- [INSTRUCTIONS TO FOLLOW]: Please gather every line in the rows below that contains the word "jersey". Case matters.

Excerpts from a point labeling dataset
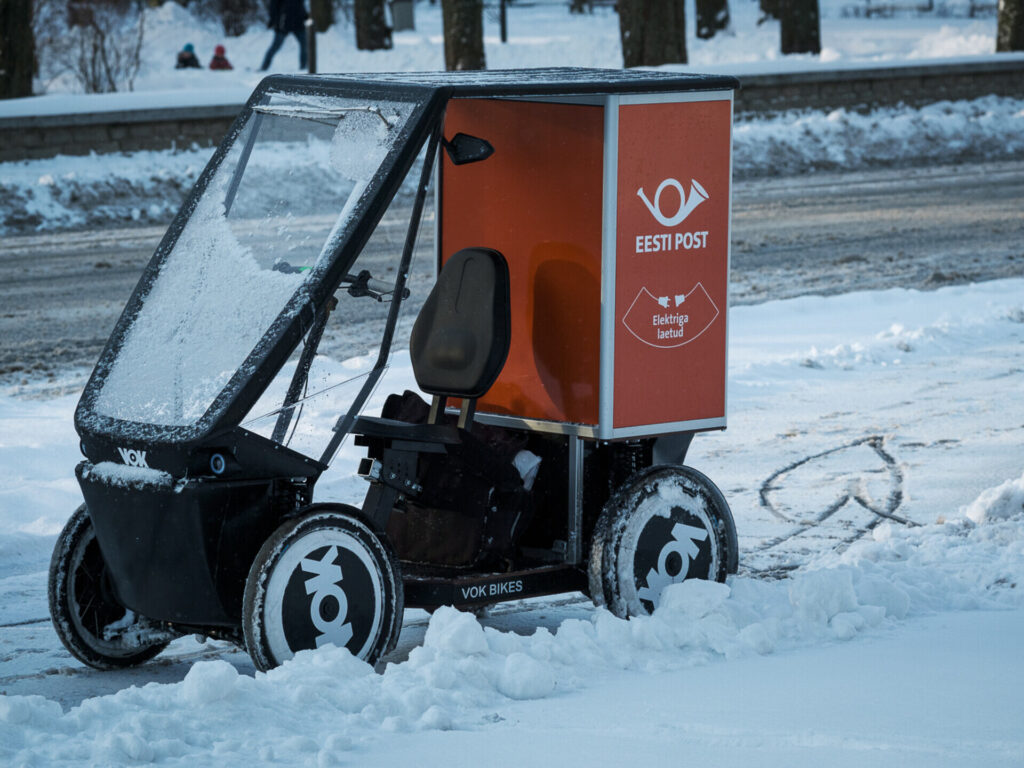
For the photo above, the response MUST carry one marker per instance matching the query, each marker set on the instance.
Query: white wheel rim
(289, 560)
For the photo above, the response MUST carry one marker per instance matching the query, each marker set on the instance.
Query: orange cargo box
(612, 212)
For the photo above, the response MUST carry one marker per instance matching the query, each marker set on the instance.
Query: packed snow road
(848, 415)
(820, 233)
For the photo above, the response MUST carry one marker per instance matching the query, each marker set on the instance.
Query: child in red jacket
(219, 60)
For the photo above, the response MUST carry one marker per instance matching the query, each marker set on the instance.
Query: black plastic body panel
(481, 589)
(181, 551)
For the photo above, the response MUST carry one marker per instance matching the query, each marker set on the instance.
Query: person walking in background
(287, 16)
(187, 59)
(219, 60)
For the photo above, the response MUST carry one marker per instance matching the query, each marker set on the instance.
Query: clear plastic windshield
(350, 345)
(280, 203)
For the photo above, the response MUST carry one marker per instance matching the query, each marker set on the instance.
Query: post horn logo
(687, 204)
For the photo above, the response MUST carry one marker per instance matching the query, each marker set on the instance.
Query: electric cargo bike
(567, 340)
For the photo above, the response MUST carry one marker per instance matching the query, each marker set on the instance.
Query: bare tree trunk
(372, 32)
(1010, 35)
(323, 14)
(653, 32)
(801, 27)
(463, 34)
(713, 16)
(236, 15)
(17, 48)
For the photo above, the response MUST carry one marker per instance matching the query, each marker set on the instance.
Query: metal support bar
(344, 424)
(311, 46)
(573, 550)
(467, 413)
(301, 375)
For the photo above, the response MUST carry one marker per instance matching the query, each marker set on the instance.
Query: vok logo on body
(680, 241)
(133, 458)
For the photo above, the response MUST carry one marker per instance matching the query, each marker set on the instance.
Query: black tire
(83, 603)
(667, 524)
(295, 600)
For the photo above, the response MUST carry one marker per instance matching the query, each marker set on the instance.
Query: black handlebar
(363, 284)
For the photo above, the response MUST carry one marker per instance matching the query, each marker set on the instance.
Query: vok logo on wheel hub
(671, 550)
(331, 598)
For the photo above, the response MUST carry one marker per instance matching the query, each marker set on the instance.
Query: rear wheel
(323, 579)
(91, 624)
(666, 525)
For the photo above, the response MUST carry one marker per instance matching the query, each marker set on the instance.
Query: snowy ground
(873, 463)
(546, 35)
(65, 193)
(884, 644)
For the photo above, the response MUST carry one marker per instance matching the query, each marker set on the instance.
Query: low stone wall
(860, 89)
(44, 136)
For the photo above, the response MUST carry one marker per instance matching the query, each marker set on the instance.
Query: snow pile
(65, 192)
(1000, 503)
(947, 131)
(71, 192)
(325, 704)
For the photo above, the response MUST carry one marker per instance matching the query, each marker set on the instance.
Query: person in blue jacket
(287, 16)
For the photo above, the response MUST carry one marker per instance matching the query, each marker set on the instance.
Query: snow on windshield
(261, 226)
(207, 309)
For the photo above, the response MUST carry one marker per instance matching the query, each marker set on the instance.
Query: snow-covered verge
(329, 708)
(71, 192)
(546, 35)
(893, 402)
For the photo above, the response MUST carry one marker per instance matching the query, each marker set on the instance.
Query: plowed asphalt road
(822, 233)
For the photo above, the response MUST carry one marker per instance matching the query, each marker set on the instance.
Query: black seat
(461, 338)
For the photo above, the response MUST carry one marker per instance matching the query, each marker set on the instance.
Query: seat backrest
(461, 337)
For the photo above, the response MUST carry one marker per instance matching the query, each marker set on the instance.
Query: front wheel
(666, 525)
(323, 579)
(88, 619)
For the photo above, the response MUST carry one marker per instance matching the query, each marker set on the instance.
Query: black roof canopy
(428, 93)
(512, 83)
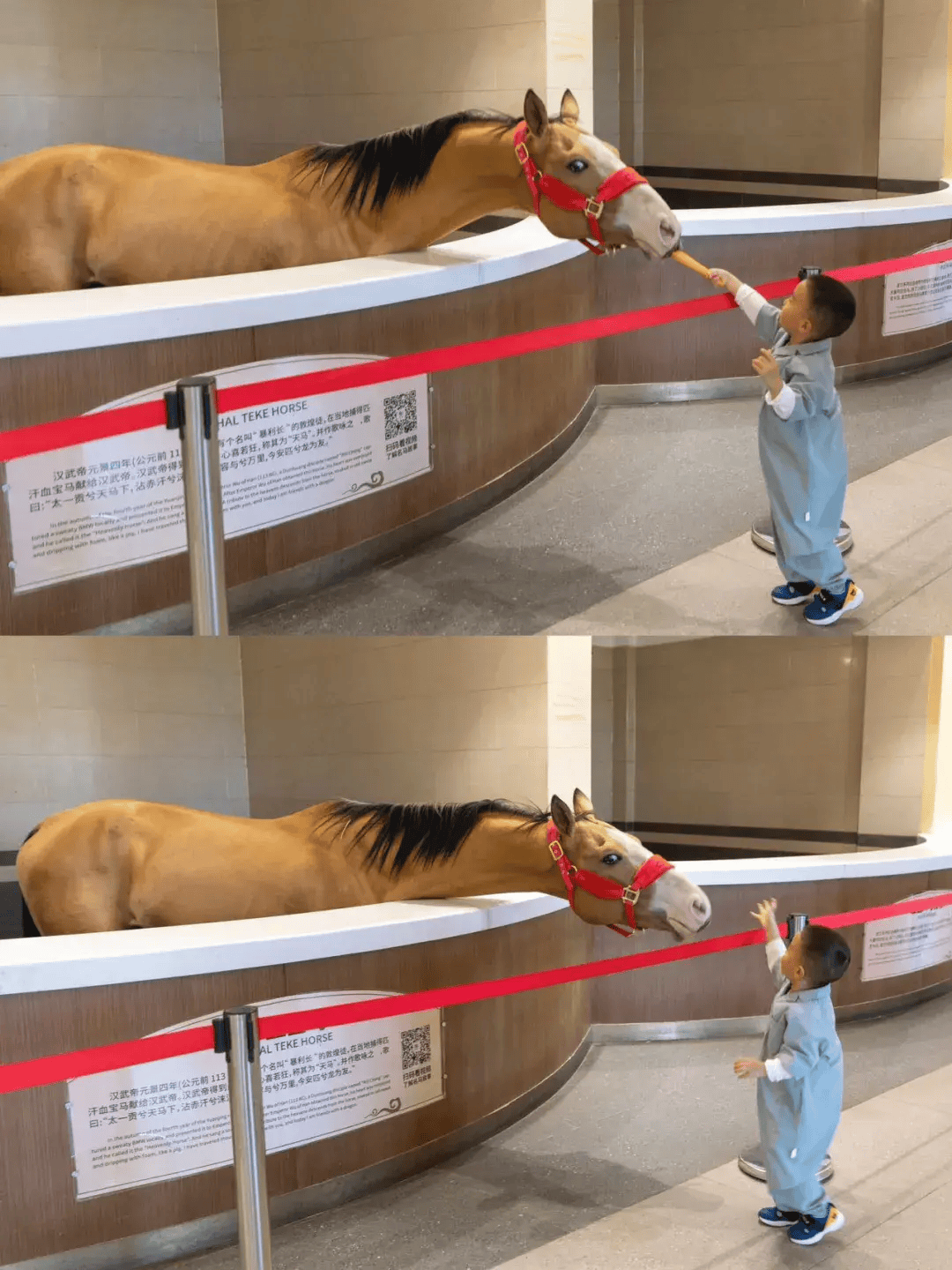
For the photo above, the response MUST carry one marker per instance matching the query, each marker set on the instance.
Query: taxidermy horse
(84, 215)
(118, 865)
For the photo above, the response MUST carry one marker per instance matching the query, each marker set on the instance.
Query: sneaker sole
(830, 1229)
(792, 603)
(834, 617)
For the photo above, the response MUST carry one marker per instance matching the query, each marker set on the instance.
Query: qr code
(415, 1047)
(398, 415)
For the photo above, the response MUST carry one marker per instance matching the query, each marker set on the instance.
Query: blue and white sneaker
(777, 1217)
(811, 1229)
(793, 592)
(827, 606)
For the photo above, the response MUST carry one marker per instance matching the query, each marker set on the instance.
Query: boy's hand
(723, 279)
(747, 1067)
(766, 912)
(768, 370)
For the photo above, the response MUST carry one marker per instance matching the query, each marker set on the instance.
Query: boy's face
(796, 317)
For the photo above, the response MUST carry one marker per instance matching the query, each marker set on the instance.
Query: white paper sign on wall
(903, 945)
(172, 1119)
(118, 502)
(919, 297)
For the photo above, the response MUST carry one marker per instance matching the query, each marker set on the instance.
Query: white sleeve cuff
(775, 952)
(785, 403)
(749, 302)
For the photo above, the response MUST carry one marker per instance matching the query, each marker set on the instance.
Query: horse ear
(534, 113)
(562, 816)
(569, 109)
(583, 804)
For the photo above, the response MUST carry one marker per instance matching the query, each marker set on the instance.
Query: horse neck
(501, 855)
(475, 175)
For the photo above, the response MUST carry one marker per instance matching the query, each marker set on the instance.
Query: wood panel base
(221, 1229)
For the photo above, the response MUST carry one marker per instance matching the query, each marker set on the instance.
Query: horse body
(80, 215)
(118, 865)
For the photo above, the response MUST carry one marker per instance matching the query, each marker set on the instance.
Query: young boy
(802, 450)
(800, 1077)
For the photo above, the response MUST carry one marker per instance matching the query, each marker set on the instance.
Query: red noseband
(573, 199)
(603, 888)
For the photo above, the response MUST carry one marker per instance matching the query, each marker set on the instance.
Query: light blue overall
(799, 1117)
(804, 460)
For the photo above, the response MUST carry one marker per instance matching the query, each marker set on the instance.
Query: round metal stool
(750, 1161)
(762, 534)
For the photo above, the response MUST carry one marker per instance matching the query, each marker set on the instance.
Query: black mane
(395, 163)
(419, 833)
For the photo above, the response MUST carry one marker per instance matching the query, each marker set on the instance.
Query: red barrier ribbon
(106, 1058)
(43, 437)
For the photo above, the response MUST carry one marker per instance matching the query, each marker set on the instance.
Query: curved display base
(175, 1243)
(750, 1161)
(762, 534)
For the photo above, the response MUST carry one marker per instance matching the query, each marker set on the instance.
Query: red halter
(603, 888)
(571, 199)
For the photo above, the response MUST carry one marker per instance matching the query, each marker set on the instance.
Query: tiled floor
(902, 519)
(893, 1181)
(587, 1181)
(643, 528)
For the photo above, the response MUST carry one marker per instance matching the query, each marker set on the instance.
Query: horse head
(669, 902)
(560, 153)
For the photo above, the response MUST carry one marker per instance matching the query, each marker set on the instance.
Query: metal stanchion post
(236, 1036)
(750, 1161)
(192, 410)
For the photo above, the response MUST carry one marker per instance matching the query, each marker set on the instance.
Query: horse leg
(29, 927)
(75, 906)
(31, 272)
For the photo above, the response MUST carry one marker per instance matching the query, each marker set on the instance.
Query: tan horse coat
(115, 865)
(80, 215)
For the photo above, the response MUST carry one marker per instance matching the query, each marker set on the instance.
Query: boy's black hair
(831, 306)
(825, 955)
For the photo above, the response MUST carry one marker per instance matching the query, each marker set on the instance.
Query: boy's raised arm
(750, 303)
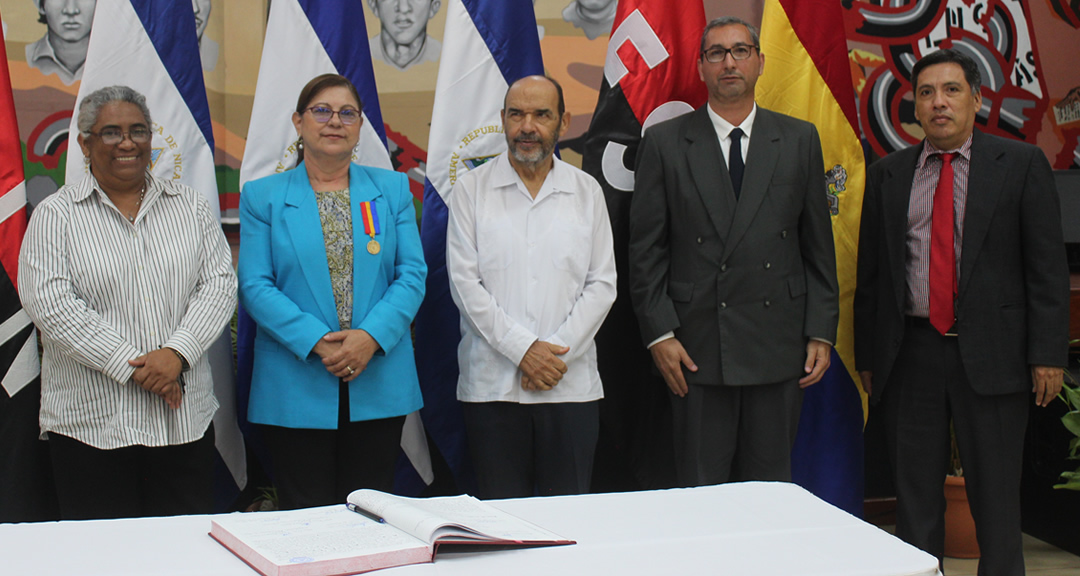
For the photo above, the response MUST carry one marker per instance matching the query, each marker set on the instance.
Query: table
(758, 528)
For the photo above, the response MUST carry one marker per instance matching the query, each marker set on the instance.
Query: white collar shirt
(524, 269)
(103, 291)
(724, 129)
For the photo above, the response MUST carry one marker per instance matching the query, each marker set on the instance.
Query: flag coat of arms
(808, 76)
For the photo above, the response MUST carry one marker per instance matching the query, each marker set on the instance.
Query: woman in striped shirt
(130, 280)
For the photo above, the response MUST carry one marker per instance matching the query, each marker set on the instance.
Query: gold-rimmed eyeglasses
(739, 52)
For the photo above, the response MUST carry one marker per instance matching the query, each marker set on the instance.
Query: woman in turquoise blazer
(332, 271)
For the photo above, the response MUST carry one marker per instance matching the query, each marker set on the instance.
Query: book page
(458, 518)
(315, 535)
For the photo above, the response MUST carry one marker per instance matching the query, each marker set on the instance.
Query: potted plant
(1070, 394)
(959, 524)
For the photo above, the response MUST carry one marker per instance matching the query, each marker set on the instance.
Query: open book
(373, 531)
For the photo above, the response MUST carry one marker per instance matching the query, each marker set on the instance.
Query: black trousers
(27, 493)
(726, 433)
(321, 467)
(133, 481)
(927, 390)
(525, 450)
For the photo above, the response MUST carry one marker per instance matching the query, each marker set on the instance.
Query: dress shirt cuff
(515, 344)
(664, 336)
(185, 343)
(117, 367)
(554, 338)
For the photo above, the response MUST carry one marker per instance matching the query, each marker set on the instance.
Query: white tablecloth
(751, 528)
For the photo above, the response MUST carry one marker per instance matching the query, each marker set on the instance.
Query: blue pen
(365, 513)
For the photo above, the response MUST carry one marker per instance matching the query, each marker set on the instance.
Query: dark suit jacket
(743, 285)
(1013, 296)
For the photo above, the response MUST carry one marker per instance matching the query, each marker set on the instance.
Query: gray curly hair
(91, 106)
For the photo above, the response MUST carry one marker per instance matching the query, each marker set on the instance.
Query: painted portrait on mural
(593, 16)
(63, 49)
(403, 39)
(207, 48)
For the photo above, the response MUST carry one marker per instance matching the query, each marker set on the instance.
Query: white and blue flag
(151, 47)
(304, 39)
(486, 45)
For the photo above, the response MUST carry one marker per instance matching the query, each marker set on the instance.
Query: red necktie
(942, 251)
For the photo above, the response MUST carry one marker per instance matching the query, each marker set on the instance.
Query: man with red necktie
(961, 309)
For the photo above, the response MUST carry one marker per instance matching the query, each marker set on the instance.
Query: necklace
(142, 195)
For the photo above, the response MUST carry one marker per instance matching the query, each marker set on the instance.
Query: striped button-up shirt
(920, 211)
(104, 291)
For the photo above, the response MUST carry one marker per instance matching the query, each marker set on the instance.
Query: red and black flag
(25, 482)
(650, 75)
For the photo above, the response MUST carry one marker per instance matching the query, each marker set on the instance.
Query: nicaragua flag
(304, 39)
(151, 47)
(808, 76)
(650, 75)
(486, 45)
(26, 490)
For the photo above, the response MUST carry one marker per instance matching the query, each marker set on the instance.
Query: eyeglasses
(323, 115)
(111, 136)
(739, 52)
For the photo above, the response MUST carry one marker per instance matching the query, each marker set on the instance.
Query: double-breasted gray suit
(1012, 312)
(743, 283)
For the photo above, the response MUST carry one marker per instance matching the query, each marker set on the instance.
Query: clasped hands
(159, 372)
(541, 366)
(671, 357)
(347, 352)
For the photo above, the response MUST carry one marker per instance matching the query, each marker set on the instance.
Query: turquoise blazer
(285, 285)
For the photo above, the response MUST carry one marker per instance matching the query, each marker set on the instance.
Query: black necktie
(734, 160)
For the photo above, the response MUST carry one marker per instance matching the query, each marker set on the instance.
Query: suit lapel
(306, 231)
(710, 174)
(365, 266)
(761, 157)
(985, 177)
(895, 198)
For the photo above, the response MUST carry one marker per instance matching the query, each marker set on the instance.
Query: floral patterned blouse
(336, 216)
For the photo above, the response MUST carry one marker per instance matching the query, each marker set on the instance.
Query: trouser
(525, 450)
(133, 481)
(928, 389)
(725, 433)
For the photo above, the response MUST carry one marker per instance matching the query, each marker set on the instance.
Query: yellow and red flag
(808, 76)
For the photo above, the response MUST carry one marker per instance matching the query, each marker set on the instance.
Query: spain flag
(807, 75)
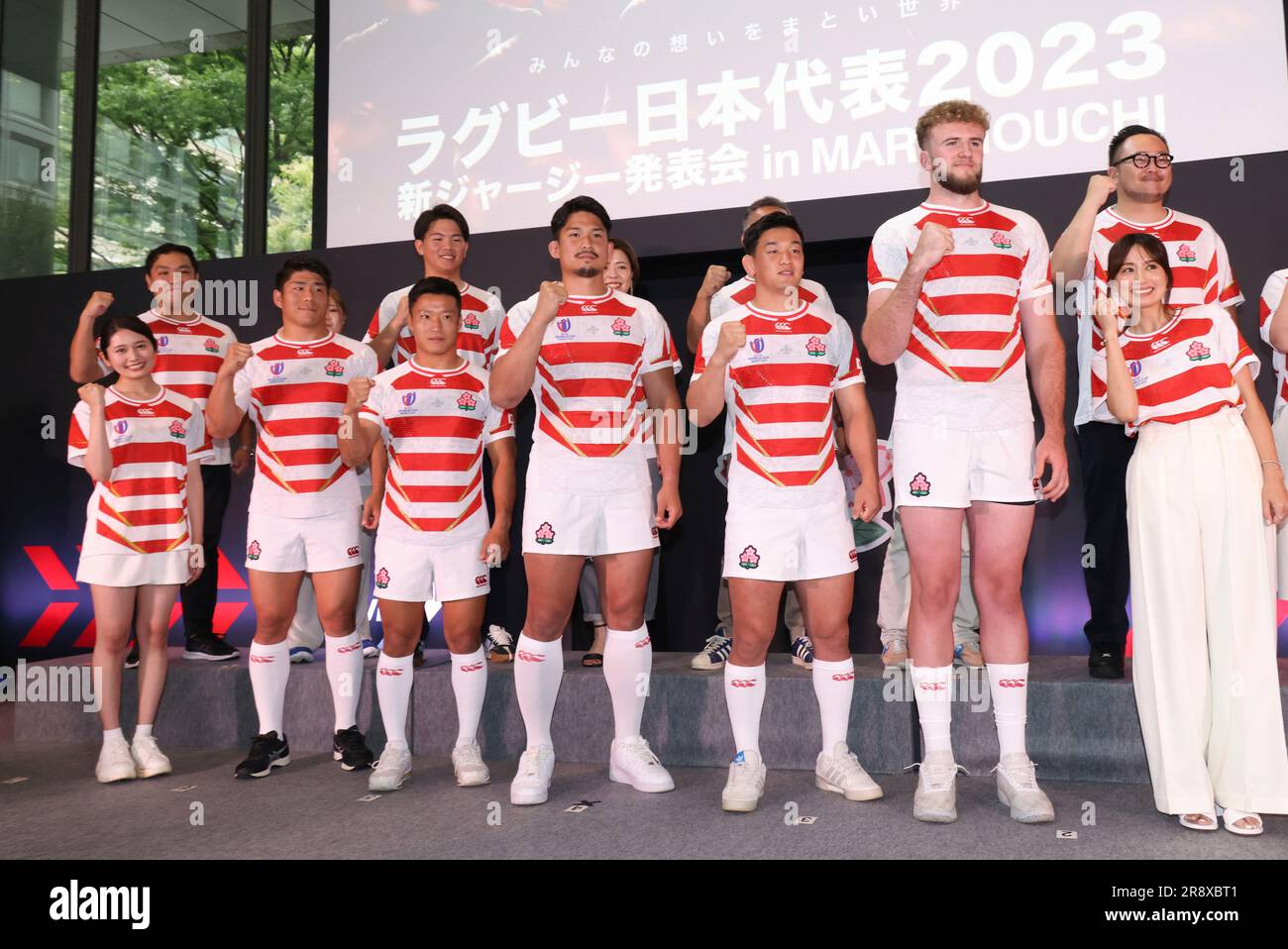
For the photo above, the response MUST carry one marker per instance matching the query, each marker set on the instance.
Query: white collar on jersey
(1166, 219)
(303, 344)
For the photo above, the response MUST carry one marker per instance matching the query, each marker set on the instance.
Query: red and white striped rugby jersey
(481, 317)
(189, 352)
(778, 390)
(743, 291)
(143, 506)
(436, 425)
(295, 393)
(1271, 296)
(591, 362)
(1184, 369)
(965, 360)
(1201, 273)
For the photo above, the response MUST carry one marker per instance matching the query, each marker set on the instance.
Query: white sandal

- [EXERCISE OUTPUT]:
Query: white collar on jersey
Query: red and white striped rugby jersey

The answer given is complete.